[Pointing entries for named objects]
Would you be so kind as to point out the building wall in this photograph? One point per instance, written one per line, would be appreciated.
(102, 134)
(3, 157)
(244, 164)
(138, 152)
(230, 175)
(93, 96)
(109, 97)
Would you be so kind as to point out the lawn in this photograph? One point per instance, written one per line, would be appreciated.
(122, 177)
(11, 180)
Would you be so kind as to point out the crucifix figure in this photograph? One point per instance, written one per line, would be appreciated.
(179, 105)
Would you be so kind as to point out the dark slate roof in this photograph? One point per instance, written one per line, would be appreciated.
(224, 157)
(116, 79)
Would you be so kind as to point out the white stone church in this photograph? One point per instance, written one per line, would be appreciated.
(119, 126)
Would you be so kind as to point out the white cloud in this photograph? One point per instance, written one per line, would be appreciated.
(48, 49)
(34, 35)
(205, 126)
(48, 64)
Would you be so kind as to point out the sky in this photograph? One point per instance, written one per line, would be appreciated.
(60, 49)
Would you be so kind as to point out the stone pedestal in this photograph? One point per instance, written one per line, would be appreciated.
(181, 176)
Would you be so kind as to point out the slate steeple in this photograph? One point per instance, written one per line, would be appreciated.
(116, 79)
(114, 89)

* [STATED PROBLEM] Rewrite every row above in full, keeping the requests, and adjust each coordinate in the answers by adding -56 to both numbers.

* [OUTPUT FOR THIS TASK]
Would you be so kind as to point out the building wall in this photograph? One point per instance, written one per line, would be appreciated.
(46, 78)
(-53, 101)
(188, 108)
(82, 96)
(174, 119)
(37, 40)
(53, 41)
Would you be so kind as to point out the lawn in this photograph? One point per instance, written one per line, would be appreciated.
(66, 121)
(-45, 124)
Would you be so kind as to point out the crucifix figure in this photograph? One point per instance, written one per line, would be appreciated.
(123, 49)
Would you be so kind as to point out the dark slate roof in this photograph? One point per instance, written one per line, would be appreciated.
(168, 101)
(60, 23)
Would you be so kind as to point out the white stone church in this photograph? One point per instance, written one per line, would be appreciated.
(63, 70)
Would you be so kind as to point out the white cloud in this photograph? One point per instance, written one per line, would be appreciated.
(-8, -7)
(-22, -21)
(149, 70)
(-8, 8)
Would you be so kind as to point out the sky in this photograph? One point per instance, written one per line, would be appreciated.
(4, -7)
Would you be so kind as to point out the stone pedestal in this photograph? One point per instance, written one per line, would be appreciated.
(125, 120)
Would you be so kind as to point out the slate steeple in this photograph? One point per instance, written one per line, would be appreciated.
(60, 23)
(58, 33)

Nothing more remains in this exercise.